-- Opening Marker --
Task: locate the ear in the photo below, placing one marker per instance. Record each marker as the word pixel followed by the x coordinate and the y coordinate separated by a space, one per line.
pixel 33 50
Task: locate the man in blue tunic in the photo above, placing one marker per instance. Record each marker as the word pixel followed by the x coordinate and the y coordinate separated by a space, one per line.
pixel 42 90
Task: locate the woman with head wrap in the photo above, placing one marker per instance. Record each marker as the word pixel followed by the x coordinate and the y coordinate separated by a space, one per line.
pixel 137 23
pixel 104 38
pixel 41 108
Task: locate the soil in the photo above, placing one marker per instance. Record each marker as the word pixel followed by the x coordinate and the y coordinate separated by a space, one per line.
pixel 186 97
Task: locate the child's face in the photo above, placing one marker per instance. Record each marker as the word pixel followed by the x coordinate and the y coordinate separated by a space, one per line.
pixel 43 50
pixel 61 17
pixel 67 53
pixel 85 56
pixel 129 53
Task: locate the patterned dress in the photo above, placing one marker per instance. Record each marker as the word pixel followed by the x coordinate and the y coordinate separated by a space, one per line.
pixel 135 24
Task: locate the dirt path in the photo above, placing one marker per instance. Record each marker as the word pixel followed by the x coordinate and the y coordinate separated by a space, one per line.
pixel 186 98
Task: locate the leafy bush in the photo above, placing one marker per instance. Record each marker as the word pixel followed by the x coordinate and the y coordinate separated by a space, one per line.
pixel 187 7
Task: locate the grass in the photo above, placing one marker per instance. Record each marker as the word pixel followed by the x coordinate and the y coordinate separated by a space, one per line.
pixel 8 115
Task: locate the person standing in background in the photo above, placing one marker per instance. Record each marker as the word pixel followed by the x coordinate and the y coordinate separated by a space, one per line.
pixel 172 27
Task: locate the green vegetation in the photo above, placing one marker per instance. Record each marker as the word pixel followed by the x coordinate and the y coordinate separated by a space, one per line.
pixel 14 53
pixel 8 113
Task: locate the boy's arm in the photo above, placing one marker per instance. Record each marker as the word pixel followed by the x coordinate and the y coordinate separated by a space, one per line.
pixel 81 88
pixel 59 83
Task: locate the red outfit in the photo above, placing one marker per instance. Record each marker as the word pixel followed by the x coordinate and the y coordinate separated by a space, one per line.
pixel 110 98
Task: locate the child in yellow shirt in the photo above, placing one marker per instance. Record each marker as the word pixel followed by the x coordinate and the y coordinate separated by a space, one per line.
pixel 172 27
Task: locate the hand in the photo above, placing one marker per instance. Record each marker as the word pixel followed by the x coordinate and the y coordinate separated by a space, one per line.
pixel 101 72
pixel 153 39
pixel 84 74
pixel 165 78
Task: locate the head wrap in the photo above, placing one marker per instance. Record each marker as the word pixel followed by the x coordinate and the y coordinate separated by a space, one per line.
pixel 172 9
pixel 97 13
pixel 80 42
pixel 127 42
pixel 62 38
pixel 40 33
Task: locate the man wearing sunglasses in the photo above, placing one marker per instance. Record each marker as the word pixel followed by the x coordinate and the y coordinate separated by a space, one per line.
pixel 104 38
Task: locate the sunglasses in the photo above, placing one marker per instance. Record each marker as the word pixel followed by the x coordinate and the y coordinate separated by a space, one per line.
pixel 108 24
-- Closing Marker --
Every piece of the data must be set down exactly. Omit nothing.

Task: locate the ear in the photo below, placing one marker per instance. Record each marker as the word pixel followed by the x coordinate and the y coordinate separated by a space, one per line.
pixel 33 50
Task: locate the man in blue tunic in the photo above, placing one marker per instance. Record each marker as the word pixel followed by the x coordinate and the y coordinate separated by a space, one per line.
pixel 42 90
Task: locate the woman with head wrap in the photo above, placing one marker per instance. Record each marker as the word pixel followed by the x coordinate and the y coordinate separated by a space, one per line.
pixel 137 23
pixel 104 38
pixel 41 108
Task: locate the soil in the photo above, placing one marker per instance. Record each marker as the word pixel followed by the x coordinate and the y coordinate separated by a space, one per line.
pixel 186 97
Task: locate the child's face in the photo above, placing one marker per instance. Record each marker as the word pixel followed by the x coordinate and the y coordinate separated by a space, one per line.
pixel 43 50
pixel 61 17
pixel 67 53
pixel 85 56
pixel 129 53
Task: locate the patterned dress in the photo above, placing one marker per instance. Record each marker as the word pixel followed by the x coordinate and the y coordinate separated by a space, one per line.
pixel 135 24
Task: locate the dirt path in the photo above, placing one marker per instance. Record each marker as the word pixel followed by the x coordinate and the y coordinate separated by a space, one per line.
pixel 186 98
Task: locate the leafy bush in the photo above, placing one marker per instance. Record each marker as the word pixel followed by the x coordinate and the y coordinate separated by a space, one per line.
pixel 187 7
Task: locate the grass in the photo above, placing one marker per instance. Record each marker as the word pixel followed by the x coordinate and the y coordinate separated by a space, one per line.
pixel 8 115
Task: locate the person standing in background in the photo above, placing one marker per instance. Record each marker as the word pixel followed by the x coordinate and the y coordinate separated by a space, one per line.
pixel 172 27
Task: locate the green vegetation in the photo above, placing one marker per instance. Record each marker as the word pixel followed by the x coordinate and the y coordinate separated by a space, one per line.
pixel 14 53
pixel 8 113
Task: locate the boy's arm in the photo above, placing one marker per instance. Record each marker as the word pixel followed by the x coordinate and the y coordinate separated by a space, one per line.
pixel 81 88
pixel 59 83
Task: locate the red outfit in the photo above, placing one marker per instance. Record each marker as the word pixel followed by the x coordinate and the y coordinate separated by a space, one per line.
pixel 110 98
Task: locate the child in yellow shirt in the photo above, placing one marker per instance. Record each marker as the word pixel followed by the x coordinate and the y coordinate separated by a space, one per line.
pixel 172 27
Task: locate the hand in the photo above, placing one marker per instance. Record each marker as the word pixel followed by the x coordinate and the y coordinate separated by a space, one per line.
pixel 101 72
pixel 153 39
pixel 84 74
pixel 165 78
Task: locate the head wrap in the photo above, placing one marker per instance. Record each marker as the word pixel followed by the x coordinate and the y coordinate separated by a space, one per line.
pixel 172 9
pixel 97 13
pixel 80 42
pixel 127 42
pixel 62 38
pixel 40 33
Task: locate the man wearing sunglasses in the photo above, placing one marker per instance. Record each marker as the word pixel followed by the x coordinate and the y coordinate separated by a space, one per line.
pixel 104 38
Task: locate the sunglasses in the photo above, placing one marker per instance. Record each marker as the word pixel followed by the x coordinate and the y coordinate separated by a space, one per line.
pixel 108 24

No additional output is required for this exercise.